#### Texte fourni

Revitaliser une langue autochtone à l’aide d’hologrammes

Un enfant regarde un grand écran qui montre l’image d’un homme assis.
Un enfant interagit avec la projection holographique de Walter Peters, un aîné de la Première Nation Na-Cho Nyäk Dun, pendant une présentation du projet « Kwän Dék’án’ Do ». Photo : CBC/Caitrin Pilkington

La Première Nation Na-Cho Nyäk Dun, au Yukon, s’appuie désormais sur les avancées technologiques pour revitaliser sa langue ancestrale.

Sa création, baptisée Kwän Dék’án’ Do (nourrir le feu), vise à employer la réalité virtuelle et des projections holographiques comme des outils pédagogiques. Elle est le fruit d’une collaboration avec l’Université Carleton, en Ontario, et le Bureau du commissaire aux langues autochtones.

« J’en ai la chair de poule! »

La semaine dernière, des représentants de l’Université étaient à Mayo pour présenter la technologie.

Cet appareil est attrayant parce qu’il projette une image en trois dimensions et réaliste, explique le professeur Ali Arya tandis qu’il se tient à côté d’une imposante boîte blanche.

Une dame et deux enfants regardent un grand écran.
Le 30 septembre dernier, des membres du corps professoral de l’Université Carleton étaient à Mayo, au Yukon, pour montrer la possibilité d’utiliser la réalité virtuelle comme outil éducatif. Photo : CBC/Caitrin Pilkington

Avec quelques glissements du doigt, il fait défiler des icônes représentant des aînés de la communauté. Il en sélectionne une et Walter Peter, un homme septuagénaire, apparaît sur l’écran et se met à conter une histoire, donnant l’impression d’être assis à l’intérieur de la boîte.

C’est incroyable! s’exclame Krystal Profeit, émerveillée. J’en ai la chair de poule!

S’appuyer sur les aînés

Selon la Première Nation, il ne reste qu’une douzaine de locuteurs du tutchone du Nord à Mayo, et la plupart sont âgés.

Bien qu’il conscient de cette situation, l’aîné Franklin Lee Patterson hésitait à s’impliquer dans ce projet. Il croyait que les jeunes seraient trop distraits par une autre forme de technologie pour que cela en vaille la peine.

Un portrait de Franklin Lee Patterson.
Franklin Lee Patterson est l’un des derniers locuteurs de la langue tutchone du Nord. Photo : CBC/Kate Kyle

Cependant, après y avoir réfléchi, il a réalisé qu’il avait un rôle important à jouer pour préserver la vitalité de la langue.

########
#### Données à traiter

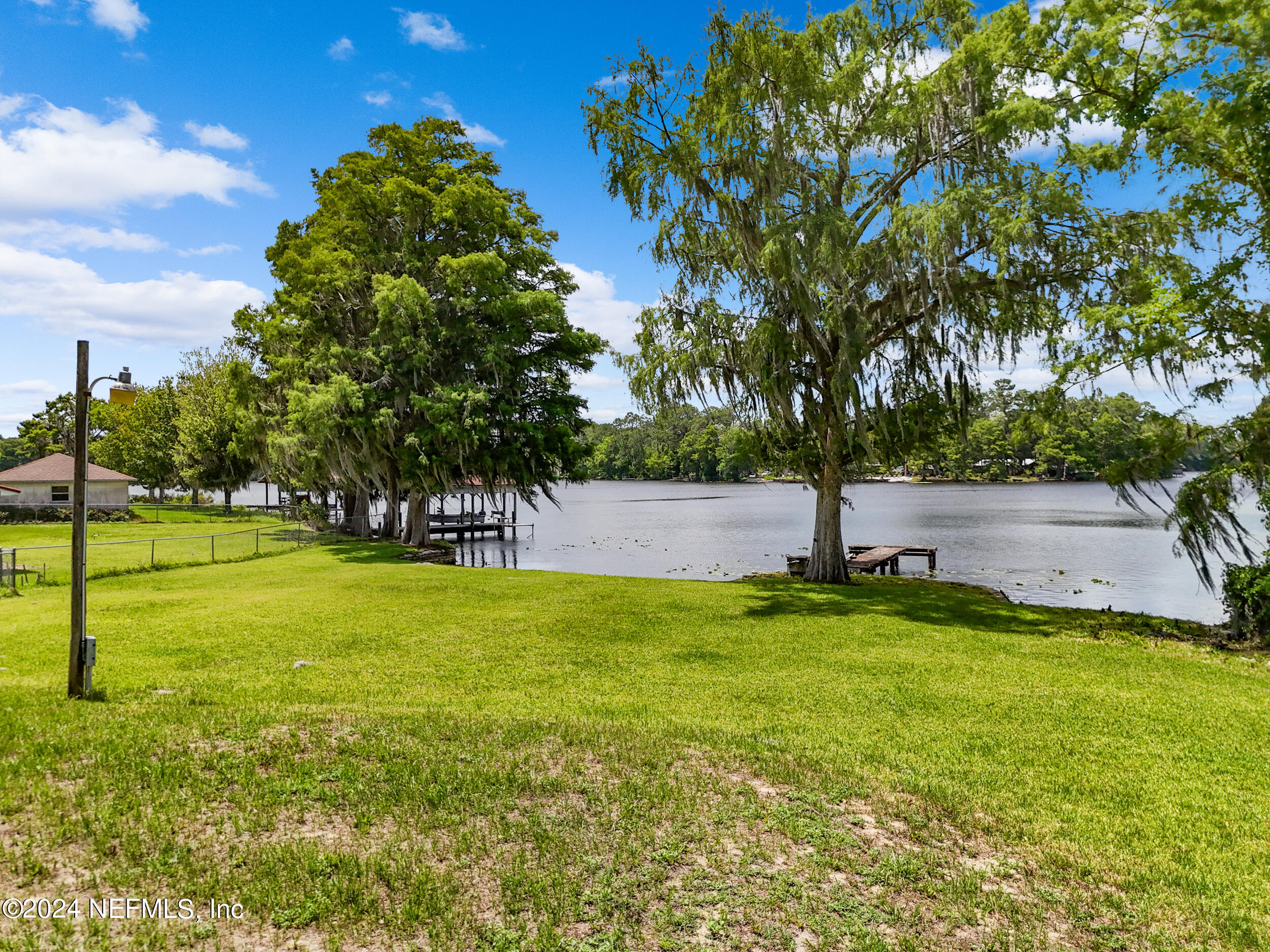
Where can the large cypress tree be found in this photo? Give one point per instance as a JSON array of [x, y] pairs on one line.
[[418, 337], [852, 225]]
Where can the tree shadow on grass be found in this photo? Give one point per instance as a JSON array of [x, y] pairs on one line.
[[357, 551], [929, 602]]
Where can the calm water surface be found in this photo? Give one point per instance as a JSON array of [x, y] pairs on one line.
[[1050, 544]]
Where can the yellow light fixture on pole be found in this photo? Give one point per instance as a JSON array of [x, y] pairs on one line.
[[123, 391], [82, 649]]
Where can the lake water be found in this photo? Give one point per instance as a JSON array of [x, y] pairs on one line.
[[1051, 544]]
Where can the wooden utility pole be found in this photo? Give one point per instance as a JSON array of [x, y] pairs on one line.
[[79, 529]]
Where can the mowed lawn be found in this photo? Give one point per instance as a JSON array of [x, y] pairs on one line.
[[502, 760]]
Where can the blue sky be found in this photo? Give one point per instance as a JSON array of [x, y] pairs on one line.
[[148, 151]]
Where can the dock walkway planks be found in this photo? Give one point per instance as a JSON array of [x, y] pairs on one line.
[[884, 556]]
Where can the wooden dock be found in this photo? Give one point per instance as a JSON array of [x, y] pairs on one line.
[[870, 559], [470, 529]]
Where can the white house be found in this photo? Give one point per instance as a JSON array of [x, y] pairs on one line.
[[51, 481]]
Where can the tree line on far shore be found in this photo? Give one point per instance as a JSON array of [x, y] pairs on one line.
[[1006, 433]]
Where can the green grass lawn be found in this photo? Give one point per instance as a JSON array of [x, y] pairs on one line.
[[501, 760]]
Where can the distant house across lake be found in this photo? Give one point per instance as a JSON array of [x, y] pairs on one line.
[[50, 481]]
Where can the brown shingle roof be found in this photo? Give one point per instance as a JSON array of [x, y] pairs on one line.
[[59, 468]]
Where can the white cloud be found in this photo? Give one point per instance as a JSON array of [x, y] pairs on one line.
[[177, 309], [431, 29], [50, 235], [72, 160], [22, 399], [608, 414], [595, 308], [221, 249], [475, 133], [596, 381], [215, 136], [121, 16], [341, 50]]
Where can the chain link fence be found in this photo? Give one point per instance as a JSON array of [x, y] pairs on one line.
[[27, 565]]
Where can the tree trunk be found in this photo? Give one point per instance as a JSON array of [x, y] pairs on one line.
[[392, 526], [417, 521], [829, 562], [357, 511]]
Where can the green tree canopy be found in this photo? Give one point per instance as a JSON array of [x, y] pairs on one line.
[[420, 337], [851, 227], [1188, 83], [212, 448]]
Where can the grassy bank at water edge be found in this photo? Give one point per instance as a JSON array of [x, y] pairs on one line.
[[501, 760]]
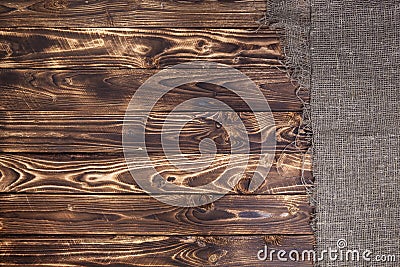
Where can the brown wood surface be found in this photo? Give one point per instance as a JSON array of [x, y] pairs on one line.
[[51, 131], [109, 91], [68, 69], [227, 251], [132, 13], [107, 173], [143, 215], [136, 48]]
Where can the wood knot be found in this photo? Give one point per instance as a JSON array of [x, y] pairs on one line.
[[215, 257], [275, 240]]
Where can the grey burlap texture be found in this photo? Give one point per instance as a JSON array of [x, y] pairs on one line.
[[354, 51]]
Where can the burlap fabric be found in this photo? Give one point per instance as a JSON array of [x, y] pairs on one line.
[[354, 49]]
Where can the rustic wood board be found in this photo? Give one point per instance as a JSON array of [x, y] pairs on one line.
[[136, 48], [143, 215], [132, 13], [107, 173], [125, 250], [60, 132], [109, 91]]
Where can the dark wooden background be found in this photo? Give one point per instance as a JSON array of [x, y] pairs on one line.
[[68, 69]]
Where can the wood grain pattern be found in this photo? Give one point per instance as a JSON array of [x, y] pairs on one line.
[[136, 48], [74, 132], [109, 91], [105, 173], [143, 215], [131, 13], [226, 251]]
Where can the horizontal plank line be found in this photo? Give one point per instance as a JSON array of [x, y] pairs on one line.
[[109, 91], [122, 13], [64, 214], [103, 173], [152, 250], [136, 48], [74, 132]]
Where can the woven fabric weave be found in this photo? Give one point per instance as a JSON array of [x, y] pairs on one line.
[[355, 112]]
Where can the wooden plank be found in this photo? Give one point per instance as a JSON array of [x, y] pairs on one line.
[[143, 215], [136, 48], [105, 173], [75, 132], [150, 250], [128, 13], [109, 91]]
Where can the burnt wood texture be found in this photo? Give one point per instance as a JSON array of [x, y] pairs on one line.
[[68, 69]]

########

* **Tâche demandée 1**
Comptez les lignes qui contiennent le mot « green », puis donnez seulement ce nombre.
* **Tâche demandée 2**
Prolongez le texte sur les hologrammes au service de la langue des Na-Cho Nyäk Dun à la suite de sa dernière phrase.
Le texte et les lignes forment deux sources distinctes, sans lien entre elles.

* **Réponse rédigée 1**
2

* **Réponse rédigée 2**
On doit s’impliquer pour en faire bénéficier les jeunes et leur enseigner à l’aide de ces hologrammes. Alors, je vais faire de mon mieux, affirme-t-il. Quand je quitterai ce monde, j’aurai insufflé cette machine de mes connaissances.

La question de l’appartenance de l’information accumulée est une autre préoccupation majeure dans ce projet.

Il y a une peur que d’autres personnes s’approprient nos informations et déforment notre communauté, mentionne Teresa Samson, directrice du patrimoine de Na-Cho Nyäk Dun.

Toutefois, cette dernière souligne que la longue relation de confiance entre la Première Nation et l’Université Carleton a favorisé l’émergence de ce projet ambitieux.

Un portrait de Teresa Samson.
Teresa Samson affirme que la diffusion de la technologie est importante pour que d’autres communautés puissent continuer à revitaliser leurs langues. Photo : CBC/Kate Kyle

Au-delà des hologrammes, les collaborateurs s’engagent dans la collecte d’archives. Ils veulent un jour créer un modèle de langage utilisant l’intelligence artificielle qui permettrait aux usagers d’avoir des conversations entières, de faire des traductions, de proposer des interprétations et de même de générer de nouveaux mots.

La Première Nation prévoit de protéger son information, mais elle veut aussi garder le logiciel libre, pour que d’autres communautés autochtones puissent en reproduire leur propre version.

Les langues autochtones menacées

Selon Ronald Ignace, commissaire aux langues autochtones, de nombreuses langues autochtones au pays sont menacées de disparition.

Si nous voulons élever nos esprits, blessés au fil des années, nous devons revitaliser nos langues.

« Les langues sont le berceau de notre esprit », souligne Ronald Ignace, commissaire aux langues autochtones.

Un portrait de Ronald Ignace.
Ronald Ignace, qui est le commissaire aux langues autochtones du Canada, a récemment assisté à une démonstration du projet d’hologrammes à Mayo. Photo : CBC Kate Kyle

C’est une pression que ressent l’équipe à l’origine du projet, révèle Troy Anderson, professeur à l’Université Carleton. En effet, le nombre de locuteurs du tutchone du Nord est en baisse.

Cela souligne l’urgence d’effectuer ce travail le plus rapidement possible, affirme-t-il.

L’un des chers défunts est l’aîné Jimmy Johnny.

Selon Teresa Samson, l’équipe a réussi à créer un hologramme de M. Johnny peu de temps avant sa mort.

Lorsque je l’ai allumé, les gens ont eu un choc, car c’était comme si Jimmy Johnny était avec nous dans la salle, raconte-t-elle les larmes aux yeux. Je suis heureuse de savoir qu’une partie de lui est encore présente.

Pour Franklin Lee Patterson, c’était l’occasion de revoir son meilleur ami.

Ça avait l’air tellement réel… C’est extraordinaire ce que la technologie peut accomplir.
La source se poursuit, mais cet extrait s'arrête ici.